━━━ BRANO DI TESTO

La Compagnia Teatro/Stalla Matteo Latino vince il Premio Scenario 2011 con la seguente motivazione:
“La condizione dei trentenni esplorata, allusa, svelata con crudeltà e poesia attraverso la metafora di due vitelli a stabulazione fissa prossimi al macello. Un dialogo che non avviene, che è esposizione frontale, danza riflessa su schermi virtuali, esercizio solitario di una poesia raffinata, di cui i due attori si fanno tramite per scoprire risorse lessicali, metriche, timbriche di una lingua che trova un’inedita cittadinanza sulla scena giovanile.
InFactory nasce al teatro per vie originali e impreviste, che rielaborano la biografia e la letteratura, il mondo delle immagini e le nuovissime risorse della comunicazione interattiva per farsi lente di ingrandimento su uno spaccato generazionale sul quale si sospende il giudizio ma si aprono molte domande. A partire dalla questione, implicita eppure lacerante, di come conquistare finalmente l’uscita verso la campagna aperta, ovvero verso un futuro di libertà e realizzazione personale.”


Matteo Latino, autore, interprete e regista, riesce a raccontare quello che molti suoi coetani non riescono a razionalizzare. Utilizza i mezzi del teatro, e lo fa con consapevolezza. Nonostante questa sia la sua prima vera regia, si intuisce, ancora in germe, sensibilità e destrezza per i mezzi del mestiere.
La sua scrittura è incalzante, poetica e concreta. Procede per frasi che non aprono un dialogo drammaturgico; rimane un monologo diviso tra due attori. Le parole come lance vengono lanciate in avanti verso la platea.  La scena è funzionale e coerente al racconto non usa fari o luci esterne, la illumina sempre dall’interno, e ci restituisce il punto di vista dei due vitelli chiusi nella stalla. Il suo compagno di palco è Fortunato Leccese, in sintonia e partecipe del lavoro. I due performer si muovono ritmicamente , accennando a movimenti di danza, che scandiscono la recitazione, ricordando gli scatti inconsulti dei vitelli chiusi nei recinti.

Intervista
InFactory prima e dopo Premio Scenario: una chiacchierata con Matteo Latino
di Josella Calantropo

Matteo Latino, giovane attore di 30 anni di Mattinata del Gargano e trapiantato a Roma, ha vinto il Premio Scenario 2011 insieme a Fortunato Leccese - suo compagno di scena – con lo spettacolo InFactory. Lo intervistiamo per cercare di capire come ha vissuto l’esperienza di Scenario e per farci raccontare la sua storia.

━━━━━━

COMPITO ASSEGNATO 1: Riporta dal brano il passo che va da "Matteo Latino, autore, interprete" a "mezzi del mestiere.".
COMPITO ASSEGNATO 2: Secondo il brano, chi è il compagno di palco di Matteo Latino in InFactory?
COMPITO ASSEGNATO 3: Traduci in inglese questa frase del brano: "La sua scrittura è incalzante, poetica e concreta."

━━━ RIGHE

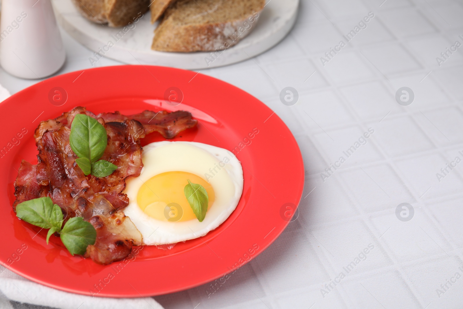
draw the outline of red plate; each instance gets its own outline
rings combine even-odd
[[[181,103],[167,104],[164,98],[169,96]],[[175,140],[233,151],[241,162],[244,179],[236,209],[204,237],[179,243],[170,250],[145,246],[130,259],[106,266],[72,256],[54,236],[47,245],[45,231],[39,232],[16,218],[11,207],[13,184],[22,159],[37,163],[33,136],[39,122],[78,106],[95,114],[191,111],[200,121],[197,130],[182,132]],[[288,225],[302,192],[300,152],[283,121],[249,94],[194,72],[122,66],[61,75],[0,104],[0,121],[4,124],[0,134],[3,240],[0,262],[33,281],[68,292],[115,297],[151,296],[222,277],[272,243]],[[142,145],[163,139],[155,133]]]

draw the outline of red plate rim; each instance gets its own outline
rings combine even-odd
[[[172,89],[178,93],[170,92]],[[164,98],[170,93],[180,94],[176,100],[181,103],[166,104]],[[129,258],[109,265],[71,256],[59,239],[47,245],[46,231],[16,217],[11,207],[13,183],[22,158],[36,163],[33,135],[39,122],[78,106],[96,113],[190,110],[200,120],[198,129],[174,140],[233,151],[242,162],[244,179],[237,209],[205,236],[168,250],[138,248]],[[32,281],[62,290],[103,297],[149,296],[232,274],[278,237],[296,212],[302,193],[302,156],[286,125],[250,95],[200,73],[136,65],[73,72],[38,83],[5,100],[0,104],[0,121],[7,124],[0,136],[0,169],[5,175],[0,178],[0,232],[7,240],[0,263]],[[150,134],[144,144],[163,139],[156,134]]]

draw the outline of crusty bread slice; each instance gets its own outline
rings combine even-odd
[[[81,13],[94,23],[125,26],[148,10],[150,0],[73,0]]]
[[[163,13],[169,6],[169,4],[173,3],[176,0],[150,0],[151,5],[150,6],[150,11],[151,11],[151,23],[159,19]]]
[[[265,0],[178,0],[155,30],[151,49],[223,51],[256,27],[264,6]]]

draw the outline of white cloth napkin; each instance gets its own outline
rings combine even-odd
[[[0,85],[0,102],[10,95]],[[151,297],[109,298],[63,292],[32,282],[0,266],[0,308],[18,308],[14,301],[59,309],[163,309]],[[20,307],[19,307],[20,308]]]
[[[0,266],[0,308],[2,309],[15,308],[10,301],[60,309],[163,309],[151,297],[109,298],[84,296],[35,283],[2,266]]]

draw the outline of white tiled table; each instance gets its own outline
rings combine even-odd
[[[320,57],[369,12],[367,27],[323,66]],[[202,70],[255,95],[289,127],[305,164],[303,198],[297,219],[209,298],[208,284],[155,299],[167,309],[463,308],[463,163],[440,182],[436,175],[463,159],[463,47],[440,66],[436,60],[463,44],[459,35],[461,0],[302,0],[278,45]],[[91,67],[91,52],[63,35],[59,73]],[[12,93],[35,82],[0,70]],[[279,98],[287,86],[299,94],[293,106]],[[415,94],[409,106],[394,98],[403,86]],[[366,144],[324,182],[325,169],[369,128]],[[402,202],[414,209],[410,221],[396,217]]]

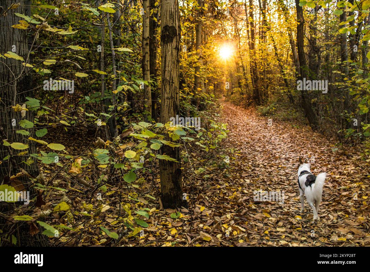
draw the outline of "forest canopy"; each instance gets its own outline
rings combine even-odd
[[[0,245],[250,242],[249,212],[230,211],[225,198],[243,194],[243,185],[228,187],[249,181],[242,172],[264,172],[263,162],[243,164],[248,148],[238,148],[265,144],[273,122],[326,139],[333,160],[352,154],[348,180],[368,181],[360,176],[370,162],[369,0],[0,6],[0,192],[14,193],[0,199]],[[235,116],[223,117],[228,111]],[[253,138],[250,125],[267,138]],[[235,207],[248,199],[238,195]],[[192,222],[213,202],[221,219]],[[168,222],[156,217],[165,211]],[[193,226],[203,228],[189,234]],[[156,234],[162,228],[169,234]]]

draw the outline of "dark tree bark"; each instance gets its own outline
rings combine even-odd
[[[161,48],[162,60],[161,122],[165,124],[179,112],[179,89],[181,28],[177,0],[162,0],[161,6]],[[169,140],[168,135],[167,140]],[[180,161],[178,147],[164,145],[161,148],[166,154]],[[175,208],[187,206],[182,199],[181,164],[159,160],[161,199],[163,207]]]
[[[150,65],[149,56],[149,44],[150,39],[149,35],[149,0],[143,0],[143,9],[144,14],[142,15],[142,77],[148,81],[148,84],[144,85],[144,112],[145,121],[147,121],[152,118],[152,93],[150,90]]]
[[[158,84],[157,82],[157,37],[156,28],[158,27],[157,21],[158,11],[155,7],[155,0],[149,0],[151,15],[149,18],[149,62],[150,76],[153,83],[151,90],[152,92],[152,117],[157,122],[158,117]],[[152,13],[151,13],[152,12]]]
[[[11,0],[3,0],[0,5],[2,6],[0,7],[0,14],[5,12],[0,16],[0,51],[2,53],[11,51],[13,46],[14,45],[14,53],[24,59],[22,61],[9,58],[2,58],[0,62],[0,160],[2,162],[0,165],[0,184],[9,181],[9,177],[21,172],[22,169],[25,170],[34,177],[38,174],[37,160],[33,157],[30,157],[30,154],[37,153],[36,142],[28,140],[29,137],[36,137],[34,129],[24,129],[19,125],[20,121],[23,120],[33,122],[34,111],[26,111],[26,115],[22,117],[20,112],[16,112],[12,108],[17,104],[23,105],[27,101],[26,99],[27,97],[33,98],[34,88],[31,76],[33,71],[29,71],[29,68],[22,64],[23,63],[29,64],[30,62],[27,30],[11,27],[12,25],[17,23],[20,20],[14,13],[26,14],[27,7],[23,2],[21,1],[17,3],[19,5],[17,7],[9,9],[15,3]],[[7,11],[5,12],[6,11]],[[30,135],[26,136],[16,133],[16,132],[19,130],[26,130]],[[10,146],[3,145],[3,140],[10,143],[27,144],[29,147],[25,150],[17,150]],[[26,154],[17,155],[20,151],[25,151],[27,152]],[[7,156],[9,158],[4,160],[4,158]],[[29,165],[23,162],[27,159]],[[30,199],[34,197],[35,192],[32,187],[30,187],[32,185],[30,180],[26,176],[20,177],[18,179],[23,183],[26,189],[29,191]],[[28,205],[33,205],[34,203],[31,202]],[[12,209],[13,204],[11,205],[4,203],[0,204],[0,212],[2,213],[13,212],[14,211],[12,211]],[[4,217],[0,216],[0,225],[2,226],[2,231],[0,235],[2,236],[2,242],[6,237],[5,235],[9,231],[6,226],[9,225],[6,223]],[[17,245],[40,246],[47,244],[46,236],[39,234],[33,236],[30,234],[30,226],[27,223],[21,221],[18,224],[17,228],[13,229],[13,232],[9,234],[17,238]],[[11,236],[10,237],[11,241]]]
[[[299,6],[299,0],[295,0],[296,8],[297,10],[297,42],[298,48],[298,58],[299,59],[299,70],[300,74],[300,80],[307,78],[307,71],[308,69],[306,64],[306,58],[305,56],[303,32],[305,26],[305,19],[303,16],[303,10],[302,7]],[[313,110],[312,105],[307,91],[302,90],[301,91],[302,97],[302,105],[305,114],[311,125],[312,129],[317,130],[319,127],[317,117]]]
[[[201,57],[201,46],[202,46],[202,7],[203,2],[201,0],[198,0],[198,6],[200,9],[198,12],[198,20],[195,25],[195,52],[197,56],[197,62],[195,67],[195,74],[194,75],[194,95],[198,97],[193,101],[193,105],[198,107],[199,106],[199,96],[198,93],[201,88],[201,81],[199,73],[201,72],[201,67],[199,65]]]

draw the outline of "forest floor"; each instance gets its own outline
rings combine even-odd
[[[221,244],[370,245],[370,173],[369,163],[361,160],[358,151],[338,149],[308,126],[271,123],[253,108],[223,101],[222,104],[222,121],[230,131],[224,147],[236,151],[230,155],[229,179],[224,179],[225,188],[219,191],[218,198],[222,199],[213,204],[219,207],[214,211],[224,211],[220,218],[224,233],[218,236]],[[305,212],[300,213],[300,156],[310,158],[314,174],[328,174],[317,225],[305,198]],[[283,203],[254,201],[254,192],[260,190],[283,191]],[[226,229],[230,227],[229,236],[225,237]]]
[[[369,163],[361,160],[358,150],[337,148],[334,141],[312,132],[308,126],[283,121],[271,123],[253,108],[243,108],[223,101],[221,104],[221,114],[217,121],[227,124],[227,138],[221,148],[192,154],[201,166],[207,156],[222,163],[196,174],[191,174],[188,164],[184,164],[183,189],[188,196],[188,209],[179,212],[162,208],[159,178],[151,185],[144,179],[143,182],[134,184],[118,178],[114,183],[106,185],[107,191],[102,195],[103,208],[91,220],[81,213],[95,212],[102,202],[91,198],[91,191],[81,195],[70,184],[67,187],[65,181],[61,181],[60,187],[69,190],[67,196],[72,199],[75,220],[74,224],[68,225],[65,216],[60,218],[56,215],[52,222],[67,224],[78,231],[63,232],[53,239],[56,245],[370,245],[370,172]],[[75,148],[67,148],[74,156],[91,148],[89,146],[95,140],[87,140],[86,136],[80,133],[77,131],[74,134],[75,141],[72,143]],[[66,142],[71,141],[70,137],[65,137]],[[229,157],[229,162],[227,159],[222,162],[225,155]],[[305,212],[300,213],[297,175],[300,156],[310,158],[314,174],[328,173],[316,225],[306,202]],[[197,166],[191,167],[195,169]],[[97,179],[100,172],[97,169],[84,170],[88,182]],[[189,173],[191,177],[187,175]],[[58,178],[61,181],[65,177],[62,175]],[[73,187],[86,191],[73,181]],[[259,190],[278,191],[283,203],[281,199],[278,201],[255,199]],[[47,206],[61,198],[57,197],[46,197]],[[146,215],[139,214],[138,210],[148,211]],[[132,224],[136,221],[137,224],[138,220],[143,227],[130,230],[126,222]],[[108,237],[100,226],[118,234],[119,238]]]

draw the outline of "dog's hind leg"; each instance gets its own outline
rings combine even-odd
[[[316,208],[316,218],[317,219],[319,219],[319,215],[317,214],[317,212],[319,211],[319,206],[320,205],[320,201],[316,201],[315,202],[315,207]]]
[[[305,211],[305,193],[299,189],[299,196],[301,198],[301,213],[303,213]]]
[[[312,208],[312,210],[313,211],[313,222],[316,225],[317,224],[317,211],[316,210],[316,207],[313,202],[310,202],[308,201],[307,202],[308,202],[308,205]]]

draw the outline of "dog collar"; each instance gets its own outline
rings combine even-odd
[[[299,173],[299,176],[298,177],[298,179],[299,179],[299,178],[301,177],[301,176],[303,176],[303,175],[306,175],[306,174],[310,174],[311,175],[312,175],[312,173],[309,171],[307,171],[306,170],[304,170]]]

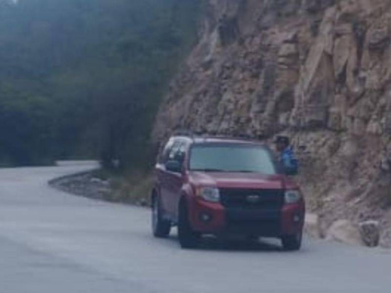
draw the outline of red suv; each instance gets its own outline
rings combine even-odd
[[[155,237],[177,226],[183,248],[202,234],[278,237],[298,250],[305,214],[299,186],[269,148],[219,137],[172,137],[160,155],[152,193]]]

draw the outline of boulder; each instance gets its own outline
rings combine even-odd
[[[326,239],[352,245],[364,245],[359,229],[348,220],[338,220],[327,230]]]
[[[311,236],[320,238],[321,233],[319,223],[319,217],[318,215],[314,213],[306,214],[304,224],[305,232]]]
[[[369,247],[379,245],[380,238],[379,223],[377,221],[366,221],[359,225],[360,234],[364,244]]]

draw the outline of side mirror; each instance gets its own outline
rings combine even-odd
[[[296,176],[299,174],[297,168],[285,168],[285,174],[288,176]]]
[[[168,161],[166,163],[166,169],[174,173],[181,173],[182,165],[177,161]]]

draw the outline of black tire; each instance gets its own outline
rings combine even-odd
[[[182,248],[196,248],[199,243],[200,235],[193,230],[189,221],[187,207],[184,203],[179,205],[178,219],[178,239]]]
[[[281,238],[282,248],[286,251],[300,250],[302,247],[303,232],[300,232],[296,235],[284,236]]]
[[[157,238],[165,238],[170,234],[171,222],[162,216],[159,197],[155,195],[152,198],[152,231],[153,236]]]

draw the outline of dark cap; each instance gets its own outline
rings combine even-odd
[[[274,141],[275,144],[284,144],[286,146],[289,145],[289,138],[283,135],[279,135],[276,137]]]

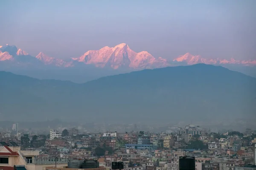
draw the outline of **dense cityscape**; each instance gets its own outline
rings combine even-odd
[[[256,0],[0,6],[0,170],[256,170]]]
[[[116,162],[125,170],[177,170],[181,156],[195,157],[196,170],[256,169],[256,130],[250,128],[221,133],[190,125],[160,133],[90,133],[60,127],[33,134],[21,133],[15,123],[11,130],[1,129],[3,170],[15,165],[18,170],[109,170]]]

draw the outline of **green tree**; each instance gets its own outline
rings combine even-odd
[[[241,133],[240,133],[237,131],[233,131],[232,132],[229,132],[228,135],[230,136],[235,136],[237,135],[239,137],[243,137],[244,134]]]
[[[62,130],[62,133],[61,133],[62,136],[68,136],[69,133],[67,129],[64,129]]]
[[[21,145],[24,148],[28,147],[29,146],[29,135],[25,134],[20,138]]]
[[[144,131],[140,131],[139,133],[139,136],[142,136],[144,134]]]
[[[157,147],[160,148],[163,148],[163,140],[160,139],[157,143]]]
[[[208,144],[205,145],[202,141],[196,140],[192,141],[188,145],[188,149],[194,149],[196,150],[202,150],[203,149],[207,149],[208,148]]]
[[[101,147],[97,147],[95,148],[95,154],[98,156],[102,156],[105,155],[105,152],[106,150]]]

━━━━━━

RISPOSTA COMPLETA 1:
Matteo Latino, autore, interprete e regista, riesce a raccontare quello che molti suoi coetani non riescono a razionalizzare. Utilizza i mezzi del teatro, e lo fa con consapevolezza. Nonostante questa sia la sua prima vera regia, si intuisce, ancora in germe, sensibilità e destrezza per i mezzi del mestiere.

RISPOSTA COMPLETA 2: Fortunato Leccese.

RISPOSTA COMPLETA 3: His writing is urgent, poetic, and concrete.